--- BEGIN ---
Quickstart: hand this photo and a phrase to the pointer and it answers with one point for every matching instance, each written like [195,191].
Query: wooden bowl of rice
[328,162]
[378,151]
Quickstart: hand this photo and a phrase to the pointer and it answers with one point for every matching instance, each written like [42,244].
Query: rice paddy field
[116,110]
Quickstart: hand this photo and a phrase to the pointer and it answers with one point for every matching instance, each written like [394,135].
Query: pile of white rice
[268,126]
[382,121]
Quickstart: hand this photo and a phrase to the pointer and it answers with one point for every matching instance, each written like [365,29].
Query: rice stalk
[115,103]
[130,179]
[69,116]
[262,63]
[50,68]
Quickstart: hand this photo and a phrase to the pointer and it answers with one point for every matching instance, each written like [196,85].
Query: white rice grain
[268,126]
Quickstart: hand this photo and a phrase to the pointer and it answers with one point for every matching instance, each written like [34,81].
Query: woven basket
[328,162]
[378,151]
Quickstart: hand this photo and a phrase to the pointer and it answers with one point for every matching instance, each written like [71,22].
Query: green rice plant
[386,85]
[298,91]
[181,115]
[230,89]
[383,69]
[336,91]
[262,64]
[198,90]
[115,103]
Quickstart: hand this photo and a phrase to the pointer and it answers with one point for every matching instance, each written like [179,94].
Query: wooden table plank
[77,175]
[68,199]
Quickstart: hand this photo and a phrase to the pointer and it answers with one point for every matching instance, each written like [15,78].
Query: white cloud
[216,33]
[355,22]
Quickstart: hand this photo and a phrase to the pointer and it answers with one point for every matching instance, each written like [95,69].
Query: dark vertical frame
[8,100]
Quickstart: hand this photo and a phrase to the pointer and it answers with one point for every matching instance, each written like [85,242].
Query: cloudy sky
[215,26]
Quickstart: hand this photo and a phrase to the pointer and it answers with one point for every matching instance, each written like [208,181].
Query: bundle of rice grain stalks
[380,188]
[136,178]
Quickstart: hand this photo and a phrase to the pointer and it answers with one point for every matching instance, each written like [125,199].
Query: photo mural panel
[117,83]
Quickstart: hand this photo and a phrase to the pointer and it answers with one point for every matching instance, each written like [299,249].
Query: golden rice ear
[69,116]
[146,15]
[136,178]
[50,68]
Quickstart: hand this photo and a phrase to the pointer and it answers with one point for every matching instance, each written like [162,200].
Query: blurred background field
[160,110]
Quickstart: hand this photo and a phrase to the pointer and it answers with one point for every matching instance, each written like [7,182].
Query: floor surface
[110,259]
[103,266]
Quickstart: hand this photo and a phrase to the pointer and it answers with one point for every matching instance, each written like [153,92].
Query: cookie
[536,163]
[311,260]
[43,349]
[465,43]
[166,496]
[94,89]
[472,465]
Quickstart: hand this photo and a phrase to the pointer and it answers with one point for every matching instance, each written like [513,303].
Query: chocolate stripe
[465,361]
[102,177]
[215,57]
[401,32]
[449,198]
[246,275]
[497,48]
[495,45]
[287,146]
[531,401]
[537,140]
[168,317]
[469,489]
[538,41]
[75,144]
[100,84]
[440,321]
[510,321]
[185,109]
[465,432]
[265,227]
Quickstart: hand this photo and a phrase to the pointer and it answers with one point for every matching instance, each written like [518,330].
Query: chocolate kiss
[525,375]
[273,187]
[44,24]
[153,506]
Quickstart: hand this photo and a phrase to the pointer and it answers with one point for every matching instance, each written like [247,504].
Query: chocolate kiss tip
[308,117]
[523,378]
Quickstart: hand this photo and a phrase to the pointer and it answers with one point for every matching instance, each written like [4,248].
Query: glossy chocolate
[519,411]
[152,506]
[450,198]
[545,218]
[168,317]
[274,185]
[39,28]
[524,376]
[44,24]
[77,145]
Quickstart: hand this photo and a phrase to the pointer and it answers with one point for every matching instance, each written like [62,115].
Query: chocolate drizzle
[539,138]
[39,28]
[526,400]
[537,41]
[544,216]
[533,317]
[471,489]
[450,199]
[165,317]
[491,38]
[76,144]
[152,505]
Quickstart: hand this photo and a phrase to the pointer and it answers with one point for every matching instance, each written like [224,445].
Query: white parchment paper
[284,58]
--- END ---
(TO DO) Recast every line of the entries above as a JSON list of strings, one string per line, with blank lines left out.

(EXPECTED OUTPUT)
[
  "Quickstart: hand this photo and a phrase to the pointer and it answers with one point for every matching instance, each written like [195,191].",
  "Query: wooden bowl of rice",
  "[328,162]",
  "[378,151]",
  "Quickstart: hand this photo and a phrase to the pointer and it answers with one point for every matching instance, each written like [42,244].",
  "Query: rice paddy field",
  "[116,110]",
  "Quickstart: hand this photo and a phrase to the pointer and it answers with one point for every matching instance, each written like [394,135].",
  "Query: pile of white rice",
  "[268,126]",
  "[382,121]",
  "Quickstart: hand this photo and a phrase to the pointer and it answers with one point for every matching instance, each written like [365,29].",
  "Query: rice stalk",
  "[115,103]",
  "[130,179]",
  "[69,116]",
  "[262,63]",
  "[50,68]",
  "Quickstart: hand this photo and a phrase to the pointer and it answers with one point for every matching instance, each written like [196,85].",
  "Query: white rice grain",
  "[268,126]",
  "Quickstart: hand this photo and a phrase to the pointer and it answers with one point for every matching instance, each written like [34,81].",
  "Query: woven basket",
  "[328,162]",
  "[378,151]",
  "Quickstart: hand this photo and a phrase to the pointer and it answers with one point for every matching instance, each written like [71,22].",
  "Query: green rice plant",
  "[386,85]",
  "[298,91]",
  "[181,115]",
  "[230,89]",
  "[383,69]",
  "[336,91]",
  "[262,64]",
  "[198,90]",
  "[115,103]",
  "Quickstart: hand this photo and a phrase to the pointer and it answers with one point for every matching instance, each written like [179,94].",
  "Query: wooden table plank",
  "[77,175]",
  "[68,199]",
  "Quickstart: hand this photo and a phrase to the pointer and it answers with one point for every matching instance, each written like [15,78].",
  "Query: white cloud",
  "[216,33]",
  "[355,22]",
  "Quickstart: hand this photo and a phrase to the pointer and it answers with one point for every matching instance, each written like [95,69].",
  "Query: dark vertical frame",
  "[8,100]",
  "Quickstart: hand this photo and a phrase to the pointer and it answers with one point for every matching instance, each written like [85,242].",
  "Query: cloudy sky",
  "[215,26]",
  "Quickstart: hand this photo and a phrase to the pointer and it answers with one point for every matching instance, each written like [208,181].",
  "Query: bundle of rice grain stalks",
  "[380,188]",
  "[136,178]",
  "Quickstart: hand this photo and a phrase to the pointer and it answers with one point for every matching instance, each written like [125,199].",
  "Query: photo mural panel",
  "[117,83]",
  "Quickstart: hand this photo and a phrase to the pointer and it answers with one point for every matching instance, each written like [299,249].",
  "Query: golden rice ear",
  "[69,116]",
  "[146,15]",
  "[136,178]",
  "[50,68]",
  "Quickstart: hand this photo and a phrase to the pointer and it answers with one point for every matching instance, each written like [162,200].",
  "Query: blurred background field",
  "[160,110]",
  "Quickstart: hand this photo and a phrase to the pointer and it answers with one point for every matching instance, each written like [7,182].",
  "Query: floor surface",
  "[110,259]",
  "[103,266]",
  "Quickstart: hand this photo and a phrase to the pointer and it answers with one point for every matching instance, each written like [153,92].",
  "Query: cookie",
  "[536,163]",
  "[311,260]",
  "[43,349]",
  "[465,43]",
  "[166,496]",
  "[94,89]",
  "[472,465]",
  "Quickstart: hand this photo and a phrase to the pointer and it answers with one point for every matching instance, each written like [513,303].",
  "Query: chocolate stripe",
  "[465,361]",
  "[102,177]",
  "[215,57]",
  "[401,32]",
  "[449,198]",
  "[246,275]",
  "[497,48]",
  "[495,45]",
  "[287,146]",
  "[531,401]",
  "[537,140]",
  "[168,317]",
  "[469,489]",
  "[538,41]",
  "[75,144]",
  "[100,84]",
  "[440,321]",
  "[510,321]",
  "[185,109]",
  "[465,432]",
  "[265,227]",
  "Quickstart: hand this photo and a phrase to the pointer and it answers with one point for every matching instance, each written like [518,330].",
  "Query: chocolate kiss",
  "[525,375]",
  "[273,187]",
  "[44,24]",
  "[153,506]",
  "Quickstart: hand this photo and a phrase to the pointer and it answers with one point for every matching instance, each written like [247,504].",
  "Query: chocolate kiss tip",
  "[308,117]",
  "[523,378]",
  "Quickstart: hand this photo and a phrase to the pointer and it answers with one point for every matching instance, each written like [4,248].",
  "Query: glossy chocolate",
  "[519,411]",
  "[152,506]",
  "[450,198]",
  "[545,218]",
  "[168,317]",
  "[274,185]",
  "[39,28]",
  "[524,376]",
  "[44,24]",
  "[77,145]",
  "Quickstart: hand this photo and a phrase to the pointer and it answers with one point for every matching instance, each written like [62,115].",
  "Query: chocolate drizzle",
  "[539,138]",
  "[39,28]",
  "[526,400]",
  "[537,41]",
  "[544,216]",
  "[533,317]",
  "[471,489]",
  "[450,199]",
  "[165,317]",
  "[491,38]",
  "[76,144]",
  "[152,505]",
  "Quickstart: hand this photo and a phrase to the pointer and it answers with one point for every matching instance, each written like [224,445].",
  "Query: white parchment paper",
  "[284,58]"
]